→ **What to work on**
May I have, exactly as written, the line containing "Target: black glove" and every line after it through the end of the listing below, and nothing else?

→ **Data provided**
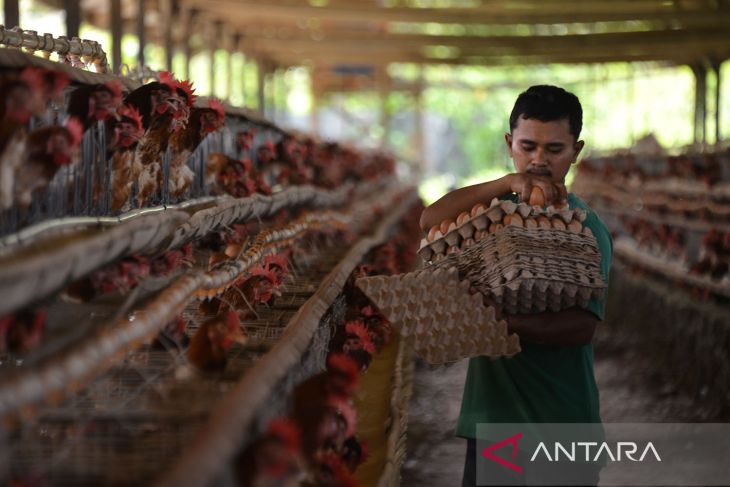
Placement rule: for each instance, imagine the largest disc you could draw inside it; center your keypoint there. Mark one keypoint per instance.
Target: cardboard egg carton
(532, 270)
(434, 310)
(470, 227)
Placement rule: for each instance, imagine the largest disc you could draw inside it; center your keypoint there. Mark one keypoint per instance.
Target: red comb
(75, 130)
(232, 320)
(264, 272)
(131, 114)
(216, 105)
(187, 88)
(116, 89)
(277, 260)
(369, 311)
(39, 320)
(358, 328)
(167, 78)
(6, 322)
(58, 79)
(347, 412)
(287, 431)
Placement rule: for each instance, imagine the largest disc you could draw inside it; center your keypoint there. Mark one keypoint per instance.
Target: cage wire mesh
(85, 188)
(131, 423)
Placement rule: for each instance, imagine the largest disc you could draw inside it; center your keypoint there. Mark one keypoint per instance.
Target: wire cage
(133, 420)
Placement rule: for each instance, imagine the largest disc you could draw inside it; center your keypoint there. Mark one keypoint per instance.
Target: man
(551, 380)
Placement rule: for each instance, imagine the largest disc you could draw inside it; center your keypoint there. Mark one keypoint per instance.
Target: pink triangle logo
(512, 440)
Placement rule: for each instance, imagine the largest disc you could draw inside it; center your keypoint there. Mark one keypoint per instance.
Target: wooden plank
(700, 73)
(168, 14)
(140, 32)
(117, 31)
(558, 58)
(73, 17)
(380, 41)
(12, 13)
(558, 13)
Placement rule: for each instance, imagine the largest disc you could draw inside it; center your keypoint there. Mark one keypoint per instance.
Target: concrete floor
(629, 389)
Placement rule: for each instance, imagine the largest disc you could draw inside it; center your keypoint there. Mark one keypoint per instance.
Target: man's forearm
(568, 327)
(464, 199)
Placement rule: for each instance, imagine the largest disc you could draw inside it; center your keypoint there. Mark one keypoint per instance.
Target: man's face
(543, 148)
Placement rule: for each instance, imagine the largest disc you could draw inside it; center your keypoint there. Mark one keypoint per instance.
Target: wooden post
(213, 29)
(168, 14)
(717, 68)
(261, 85)
(384, 93)
(187, 19)
(700, 73)
(314, 110)
(244, 60)
(420, 141)
(12, 13)
(116, 28)
(140, 32)
(73, 17)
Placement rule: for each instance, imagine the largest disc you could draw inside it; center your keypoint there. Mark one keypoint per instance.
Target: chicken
(244, 141)
(48, 149)
(337, 383)
(294, 154)
(95, 103)
(273, 459)
(172, 335)
(202, 121)
(164, 107)
(260, 287)
(278, 264)
(331, 471)
(210, 344)
(171, 260)
(237, 178)
(18, 103)
(21, 332)
(127, 132)
(353, 453)
(121, 276)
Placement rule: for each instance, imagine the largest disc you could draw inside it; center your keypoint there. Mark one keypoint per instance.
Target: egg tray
(532, 270)
(470, 227)
(434, 311)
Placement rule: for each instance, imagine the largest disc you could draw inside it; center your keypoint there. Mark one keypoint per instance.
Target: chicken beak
(240, 338)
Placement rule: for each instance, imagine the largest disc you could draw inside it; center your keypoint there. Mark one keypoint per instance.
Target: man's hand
(522, 184)
(568, 327)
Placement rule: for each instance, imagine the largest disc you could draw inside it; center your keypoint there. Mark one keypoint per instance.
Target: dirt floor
(630, 392)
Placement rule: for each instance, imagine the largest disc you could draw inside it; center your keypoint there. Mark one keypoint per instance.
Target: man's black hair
(548, 103)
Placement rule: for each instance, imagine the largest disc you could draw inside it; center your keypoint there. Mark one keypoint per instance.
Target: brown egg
(575, 226)
(475, 209)
(444, 227)
(558, 223)
(543, 222)
(515, 221)
(432, 233)
(537, 197)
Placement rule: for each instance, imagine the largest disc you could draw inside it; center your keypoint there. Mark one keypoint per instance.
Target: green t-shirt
(541, 384)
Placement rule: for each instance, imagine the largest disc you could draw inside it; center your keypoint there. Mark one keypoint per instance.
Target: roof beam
(360, 40)
(256, 11)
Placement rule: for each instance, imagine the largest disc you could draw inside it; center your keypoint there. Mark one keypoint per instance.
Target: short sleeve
(605, 247)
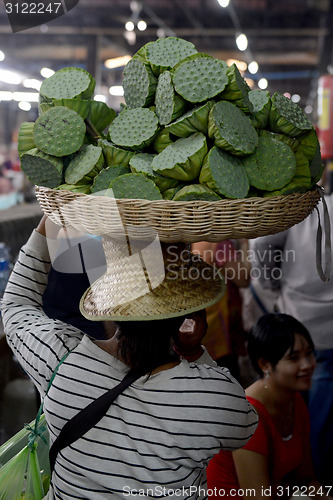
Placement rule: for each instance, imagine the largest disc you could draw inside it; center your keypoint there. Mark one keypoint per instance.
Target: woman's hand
(41, 226)
(187, 342)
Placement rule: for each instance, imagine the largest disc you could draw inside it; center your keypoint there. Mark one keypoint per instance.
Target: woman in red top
(277, 460)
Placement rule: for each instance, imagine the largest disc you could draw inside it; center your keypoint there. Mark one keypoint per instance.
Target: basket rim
(167, 203)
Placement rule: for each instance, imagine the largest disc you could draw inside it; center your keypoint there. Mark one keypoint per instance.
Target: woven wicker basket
(186, 221)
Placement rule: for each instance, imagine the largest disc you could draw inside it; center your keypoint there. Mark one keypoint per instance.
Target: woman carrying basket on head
(159, 434)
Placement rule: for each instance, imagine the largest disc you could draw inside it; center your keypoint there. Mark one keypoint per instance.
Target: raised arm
(36, 340)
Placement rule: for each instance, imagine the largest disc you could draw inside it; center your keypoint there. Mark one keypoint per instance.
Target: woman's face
(295, 368)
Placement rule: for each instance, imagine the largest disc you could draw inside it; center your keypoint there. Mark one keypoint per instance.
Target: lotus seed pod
(271, 166)
(25, 137)
(182, 160)
(237, 90)
(80, 106)
(165, 53)
(169, 105)
(224, 174)
(134, 128)
(85, 165)
(59, 132)
(231, 129)
(287, 117)
(261, 102)
(104, 178)
(135, 186)
(139, 84)
(162, 140)
(196, 192)
(114, 156)
(68, 83)
(142, 163)
(100, 115)
(42, 169)
(195, 120)
(200, 77)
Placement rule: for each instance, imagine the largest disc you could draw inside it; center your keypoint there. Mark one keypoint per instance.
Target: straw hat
(156, 282)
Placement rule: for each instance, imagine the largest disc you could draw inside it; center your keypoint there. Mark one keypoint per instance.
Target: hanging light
(10, 77)
(253, 67)
(129, 26)
(263, 83)
(116, 90)
(241, 41)
(46, 72)
(223, 3)
(117, 62)
(24, 105)
(142, 25)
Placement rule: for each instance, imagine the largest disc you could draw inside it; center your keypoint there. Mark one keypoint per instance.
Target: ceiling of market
(291, 40)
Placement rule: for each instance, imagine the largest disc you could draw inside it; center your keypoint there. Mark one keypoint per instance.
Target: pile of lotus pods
(191, 129)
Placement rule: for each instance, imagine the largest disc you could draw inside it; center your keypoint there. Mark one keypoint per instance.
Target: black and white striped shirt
(157, 437)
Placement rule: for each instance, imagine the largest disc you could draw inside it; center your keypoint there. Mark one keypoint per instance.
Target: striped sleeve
(37, 341)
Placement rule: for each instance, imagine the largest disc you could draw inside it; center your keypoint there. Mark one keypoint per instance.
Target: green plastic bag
(24, 463)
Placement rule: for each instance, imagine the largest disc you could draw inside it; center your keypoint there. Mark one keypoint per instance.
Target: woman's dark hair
(272, 336)
(146, 344)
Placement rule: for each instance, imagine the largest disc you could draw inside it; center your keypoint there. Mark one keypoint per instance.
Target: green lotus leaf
(101, 115)
(134, 186)
(25, 140)
(261, 102)
(85, 165)
(292, 142)
(104, 178)
(224, 174)
(59, 131)
(308, 144)
(68, 83)
(271, 166)
(162, 140)
(195, 120)
(75, 188)
(287, 117)
(231, 129)
(42, 169)
(139, 84)
(114, 155)
(142, 163)
(182, 160)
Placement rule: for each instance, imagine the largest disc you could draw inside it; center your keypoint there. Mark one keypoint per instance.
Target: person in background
(163, 429)
(277, 460)
(286, 262)
(225, 338)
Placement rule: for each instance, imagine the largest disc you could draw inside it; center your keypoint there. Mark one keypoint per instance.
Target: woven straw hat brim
(198, 286)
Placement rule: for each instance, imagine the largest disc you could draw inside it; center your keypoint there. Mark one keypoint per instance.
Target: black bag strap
(89, 416)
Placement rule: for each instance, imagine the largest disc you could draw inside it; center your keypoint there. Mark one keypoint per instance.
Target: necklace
(285, 424)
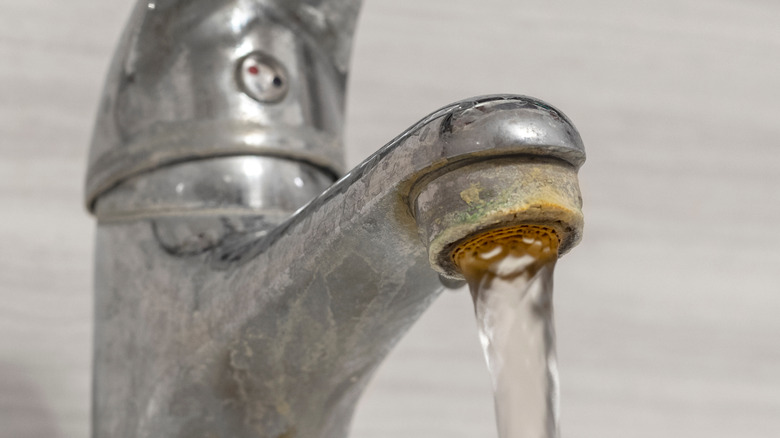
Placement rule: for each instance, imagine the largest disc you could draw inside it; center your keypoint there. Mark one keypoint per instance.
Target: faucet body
(239, 290)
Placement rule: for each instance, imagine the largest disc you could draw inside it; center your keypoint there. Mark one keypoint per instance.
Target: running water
(510, 273)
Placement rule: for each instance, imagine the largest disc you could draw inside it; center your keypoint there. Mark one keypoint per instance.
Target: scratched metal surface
(667, 310)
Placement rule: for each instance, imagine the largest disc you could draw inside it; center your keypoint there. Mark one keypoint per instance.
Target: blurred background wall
(667, 312)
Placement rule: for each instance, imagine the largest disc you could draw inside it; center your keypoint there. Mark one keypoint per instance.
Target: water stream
(510, 277)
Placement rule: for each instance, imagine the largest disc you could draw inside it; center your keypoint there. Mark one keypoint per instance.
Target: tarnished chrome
(173, 91)
(238, 292)
(209, 322)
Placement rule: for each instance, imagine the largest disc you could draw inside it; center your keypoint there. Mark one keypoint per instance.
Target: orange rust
(537, 241)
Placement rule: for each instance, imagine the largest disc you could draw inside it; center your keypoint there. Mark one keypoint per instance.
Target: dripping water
(510, 277)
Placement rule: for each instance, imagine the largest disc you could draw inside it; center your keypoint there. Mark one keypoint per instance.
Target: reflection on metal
(239, 291)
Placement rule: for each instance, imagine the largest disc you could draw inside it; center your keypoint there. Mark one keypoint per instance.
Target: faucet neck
(196, 79)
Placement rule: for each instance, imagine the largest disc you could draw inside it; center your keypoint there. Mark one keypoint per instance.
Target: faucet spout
(211, 322)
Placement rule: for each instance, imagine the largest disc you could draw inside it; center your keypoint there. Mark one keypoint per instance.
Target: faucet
(241, 290)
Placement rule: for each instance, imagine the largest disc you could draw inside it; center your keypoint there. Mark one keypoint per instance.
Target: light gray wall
(668, 311)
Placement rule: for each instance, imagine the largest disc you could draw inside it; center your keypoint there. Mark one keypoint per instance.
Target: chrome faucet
(240, 291)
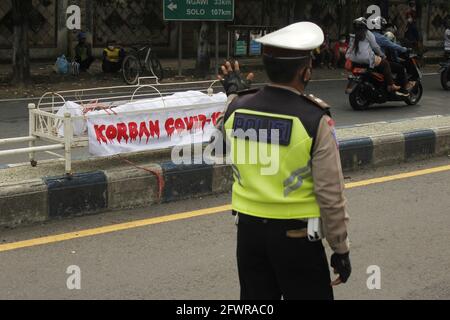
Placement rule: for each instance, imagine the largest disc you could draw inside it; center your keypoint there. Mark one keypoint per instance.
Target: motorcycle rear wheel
(357, 101)
(415, 95)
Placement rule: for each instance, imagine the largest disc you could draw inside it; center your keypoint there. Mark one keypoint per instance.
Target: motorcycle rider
(392, 51)
(364, 50)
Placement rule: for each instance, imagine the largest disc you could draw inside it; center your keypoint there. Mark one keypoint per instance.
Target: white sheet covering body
(182, 118)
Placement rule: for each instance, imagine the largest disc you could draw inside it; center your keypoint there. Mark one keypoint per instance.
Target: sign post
(198, 10)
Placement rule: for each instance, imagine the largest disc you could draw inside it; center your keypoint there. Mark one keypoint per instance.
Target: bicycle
(133, 65)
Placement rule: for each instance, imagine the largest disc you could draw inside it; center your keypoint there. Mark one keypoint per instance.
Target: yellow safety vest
(287, 194)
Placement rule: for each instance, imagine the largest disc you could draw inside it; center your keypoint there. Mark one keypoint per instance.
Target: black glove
(233, 83)
(341, 262)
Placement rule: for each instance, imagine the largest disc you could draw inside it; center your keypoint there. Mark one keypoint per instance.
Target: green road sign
(211, 10)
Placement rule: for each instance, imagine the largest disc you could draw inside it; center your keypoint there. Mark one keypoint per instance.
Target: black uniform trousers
(272, 265)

→ **Solution**
Target: black glove
(233, 83)
(341, 262)
Placement rule: for each instance, imagine the largest disc you could draw inside it; center your keypoint there. Mark one keypoint per instance.
Target: green road sign
(211, 10)
Placement rule: for each instance, imagine the largest disc you could draw inside it; center your keypoint there. Mark one keypoint per instance.
Target: black uniform trousers
(272, 265)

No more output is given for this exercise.